__Requirements__. Gather every line in the listing below that contains the word "backpack" and copy each one in full. Case counts.

__Dataset content__.

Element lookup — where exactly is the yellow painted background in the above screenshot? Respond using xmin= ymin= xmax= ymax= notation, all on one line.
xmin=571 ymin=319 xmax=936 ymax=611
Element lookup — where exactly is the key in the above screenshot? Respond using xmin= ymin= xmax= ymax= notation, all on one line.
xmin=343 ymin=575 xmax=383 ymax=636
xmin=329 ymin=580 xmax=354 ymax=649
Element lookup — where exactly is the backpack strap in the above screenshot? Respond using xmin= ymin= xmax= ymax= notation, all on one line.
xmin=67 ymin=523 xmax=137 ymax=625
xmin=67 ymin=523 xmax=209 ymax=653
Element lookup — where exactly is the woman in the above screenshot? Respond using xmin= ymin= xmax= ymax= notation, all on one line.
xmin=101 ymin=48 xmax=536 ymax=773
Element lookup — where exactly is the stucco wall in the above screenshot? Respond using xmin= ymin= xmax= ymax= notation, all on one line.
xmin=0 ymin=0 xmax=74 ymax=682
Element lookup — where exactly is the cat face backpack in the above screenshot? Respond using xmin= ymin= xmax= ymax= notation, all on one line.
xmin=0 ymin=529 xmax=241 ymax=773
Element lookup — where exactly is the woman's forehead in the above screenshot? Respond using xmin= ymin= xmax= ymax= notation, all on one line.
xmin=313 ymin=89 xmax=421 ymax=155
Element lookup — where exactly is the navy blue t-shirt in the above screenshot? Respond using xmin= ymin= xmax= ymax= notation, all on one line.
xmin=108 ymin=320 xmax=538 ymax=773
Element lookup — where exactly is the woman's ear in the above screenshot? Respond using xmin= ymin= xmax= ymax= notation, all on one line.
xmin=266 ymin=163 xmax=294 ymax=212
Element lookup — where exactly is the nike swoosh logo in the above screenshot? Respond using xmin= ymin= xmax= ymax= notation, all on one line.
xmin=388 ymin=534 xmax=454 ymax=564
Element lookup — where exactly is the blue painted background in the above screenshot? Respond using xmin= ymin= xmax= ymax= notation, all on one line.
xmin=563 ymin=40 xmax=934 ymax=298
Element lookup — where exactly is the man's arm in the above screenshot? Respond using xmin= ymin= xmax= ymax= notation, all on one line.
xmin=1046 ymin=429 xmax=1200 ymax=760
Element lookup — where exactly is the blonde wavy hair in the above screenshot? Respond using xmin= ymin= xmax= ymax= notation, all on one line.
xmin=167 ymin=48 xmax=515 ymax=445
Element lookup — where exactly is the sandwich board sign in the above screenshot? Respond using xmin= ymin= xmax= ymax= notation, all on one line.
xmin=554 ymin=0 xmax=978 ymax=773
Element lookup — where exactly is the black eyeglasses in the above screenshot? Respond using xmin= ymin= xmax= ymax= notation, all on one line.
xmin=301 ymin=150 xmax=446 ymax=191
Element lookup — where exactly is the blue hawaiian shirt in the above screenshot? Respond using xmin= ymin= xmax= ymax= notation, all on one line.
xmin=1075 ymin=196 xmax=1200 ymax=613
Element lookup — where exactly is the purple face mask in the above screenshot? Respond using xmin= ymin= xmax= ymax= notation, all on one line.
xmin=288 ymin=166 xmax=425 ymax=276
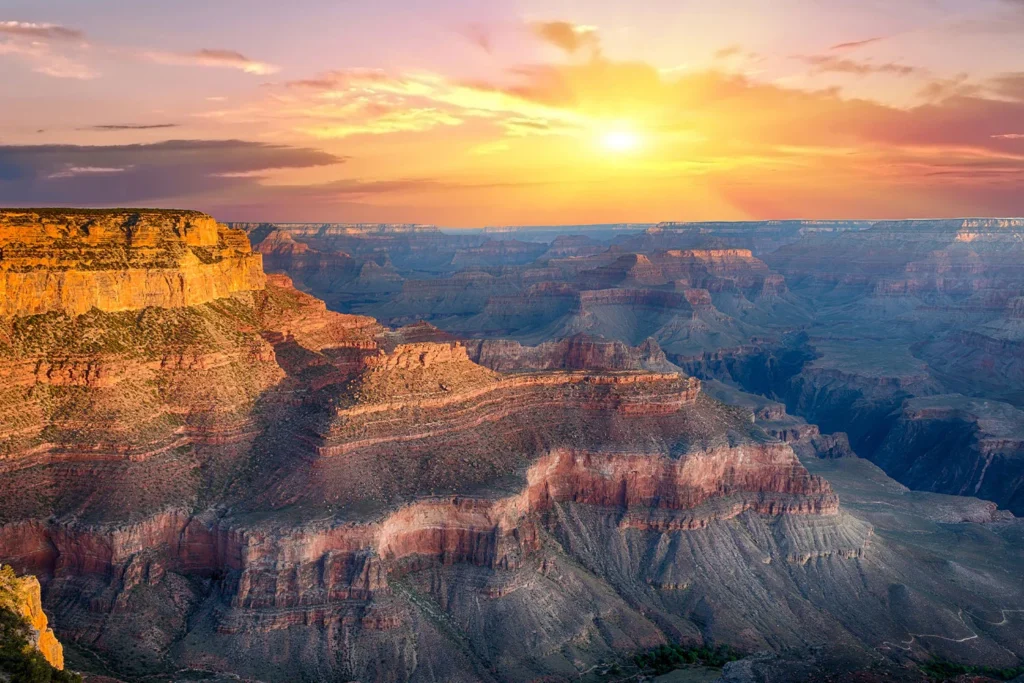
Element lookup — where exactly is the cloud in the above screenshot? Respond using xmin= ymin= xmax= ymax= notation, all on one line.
xmin=141 ymin=48 xmax=281 ymax=76
xmin=529 ymin=22 xmax=600 ymax=54
xmin=0 ymin=36 xmax=98 ymax=81
xmin=795 ymin=54 xmax=927 ymax=76
xmin=0 ymin=140 xmax=345 ymax=206
xmin=460 ymin=24 xmax=494 ymax=54
xmin=79 ymin=123 xmax=179 ymax=131
xmin=46 ymin=166 xmax=128 ymax=179
xmin=0 ymin=22 xmax=85 ymax=40
xmin=828 ymin=36 xmax=886 ymax=50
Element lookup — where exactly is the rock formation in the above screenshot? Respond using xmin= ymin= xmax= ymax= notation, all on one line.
xmin=6 ymin=212 xmax=1024 ymax=683
xmin=0 ymin=210 xmax=263 ymax=315
xmin=0 ymin=565 xmax=63 ymax=674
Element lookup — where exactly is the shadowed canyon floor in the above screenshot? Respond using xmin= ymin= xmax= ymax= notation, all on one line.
xmin=0 ymin=211 xmax=1024 ymax=681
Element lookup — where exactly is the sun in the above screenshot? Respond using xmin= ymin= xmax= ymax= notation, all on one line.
xmin=600 ymin=128 xmax=641 ymax=153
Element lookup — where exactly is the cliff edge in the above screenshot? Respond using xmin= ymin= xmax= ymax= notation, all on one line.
xmin=0 ymin=209 xmax=265 ymax=316
xmin=0 ymin=566 xmax=63 ymax=671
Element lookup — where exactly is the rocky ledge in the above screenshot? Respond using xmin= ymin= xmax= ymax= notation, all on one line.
xmin=0 ymin=209 xmax=264 ymax=315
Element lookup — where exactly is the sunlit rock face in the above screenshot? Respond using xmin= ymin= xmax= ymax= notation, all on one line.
xmin=0 ymin=210 xmax=263 ymax=315
xmin=6 ymin=212 xmax=1024 ymax=682
xmin=0 ymin=565 xmax=65 ymax=675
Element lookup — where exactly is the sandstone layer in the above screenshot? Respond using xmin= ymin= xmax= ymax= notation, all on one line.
xmin=0 ymin=565 xmax=63 ymax=673
xmin=0 ymin=210 xmax=263 ymax=316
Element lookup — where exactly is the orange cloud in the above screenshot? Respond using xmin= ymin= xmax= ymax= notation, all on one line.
xmin=142 ymin=48 xmax=281 ymax=76
xmin=0 ymin=22 xmax=84 ymax=40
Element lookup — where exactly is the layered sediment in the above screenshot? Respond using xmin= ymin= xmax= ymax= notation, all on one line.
xmin=0 ymin=565 xmax=65 ymax=675
xmin=0 ymin=210 xmax=263 ymax=315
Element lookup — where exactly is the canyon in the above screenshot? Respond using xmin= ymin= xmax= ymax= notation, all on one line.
xmin=0 ymin=209 xmax=1024 ymax=682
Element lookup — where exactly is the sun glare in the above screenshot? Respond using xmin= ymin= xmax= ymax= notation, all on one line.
xmin=601 ymin=128 xmax=640 ymax=153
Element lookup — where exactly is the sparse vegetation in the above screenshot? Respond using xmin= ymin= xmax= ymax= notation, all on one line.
xmin=921 ymin=659 xmax=1024 ymax=681
xmin=633 ymin=645 xmax=743 ymax=676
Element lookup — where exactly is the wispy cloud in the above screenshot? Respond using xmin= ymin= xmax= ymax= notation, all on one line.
xmin=0 ymin=22 xmax=85 ymax=40
xmin=141 ymin=48 xmax=281 ymax=76
xmin=85 ymin=123 xmax=179 ymax=131
xmin=795 ymin=54 xmax=927 ymax=76
xmin=0 ymin=140 xmax=345 ymax=206
xmin=46 ymin=166 xmax=128 ymax=180
xmin=529 ymin=22 xmax=600 ymax=54
xmin=828 ymin=36 xmax=886 ymax=50
xmin=0 ymin=39 xmax=99 ymax=81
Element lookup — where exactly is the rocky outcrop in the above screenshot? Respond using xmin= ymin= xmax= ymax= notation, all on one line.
xmin=871 ymin=394 xmax=1024 ymax=515
xmin=0 ymin=565 xmax=63 ymax=675
xmin=466 ymin=335 xmax=678 ymax=373
xmin=0 ymin=209 xmax=263 ymax=316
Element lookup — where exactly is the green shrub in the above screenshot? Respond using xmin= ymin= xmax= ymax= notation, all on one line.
xmin=633 ymin=645 xmax=743 ymax=676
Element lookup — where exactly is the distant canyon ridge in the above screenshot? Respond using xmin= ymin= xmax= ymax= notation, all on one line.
xmin=0 ymin=209 xmax=1024 ymax=683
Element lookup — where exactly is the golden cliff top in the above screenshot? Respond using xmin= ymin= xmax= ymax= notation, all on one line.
xmin=0 ymin=209 xmax=265 ymax=315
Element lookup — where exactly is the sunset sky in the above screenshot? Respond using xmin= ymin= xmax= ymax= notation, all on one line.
xmin=0 ymin=0 xmax=1024 ymax=226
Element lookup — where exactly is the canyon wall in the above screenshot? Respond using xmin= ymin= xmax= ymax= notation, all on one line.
xmin=0 ymin=210 xmax=263 ymax=315
xmin=0 ymin=565 xmax=63 ymax=674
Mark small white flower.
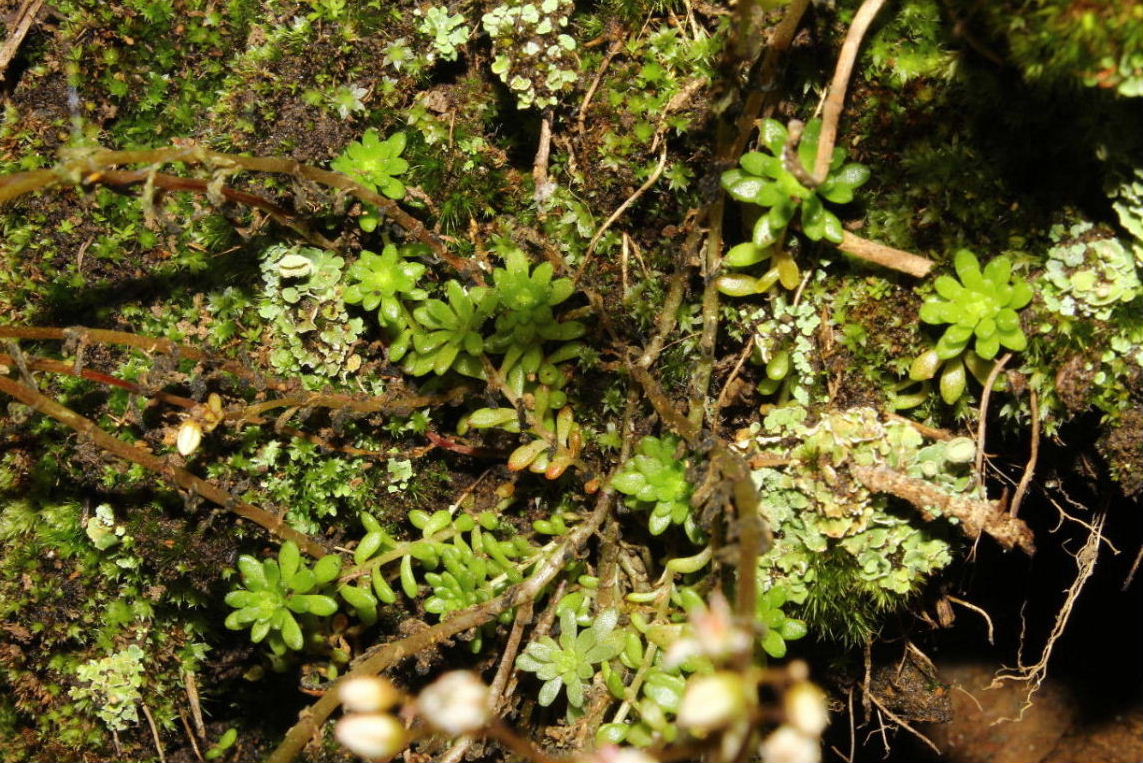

__Response below__.
Element lookup — where exactly is the backpack strap in the above screenshot? Respond using xmin= ymin= xmax= ymax= notation, all on one line.
Element lookup — where exactly is the cat face backpack in the above screenshot? Respond using xmin= ymin= xmax= ymax= notation, all on one line.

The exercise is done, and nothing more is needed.